(Image location labeling entries)
**********

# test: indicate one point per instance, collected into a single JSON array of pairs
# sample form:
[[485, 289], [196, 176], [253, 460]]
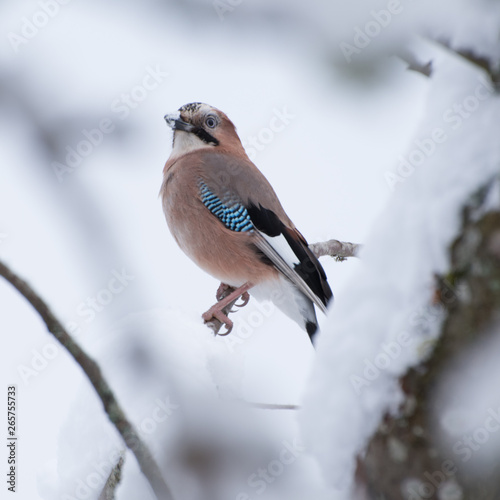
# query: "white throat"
[[185, 142]]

**********

Rewrite the entries with "white throat" changed to "pale throat" and everything else kept the same. Leave out the pictures.

Solution:
# test: indicate one point per instance, collected into a single JSON array of pairs
# sample form:
[[485, 289], [196, 176], [253, 460]]
# query: "pale throat"
[[185, 142]]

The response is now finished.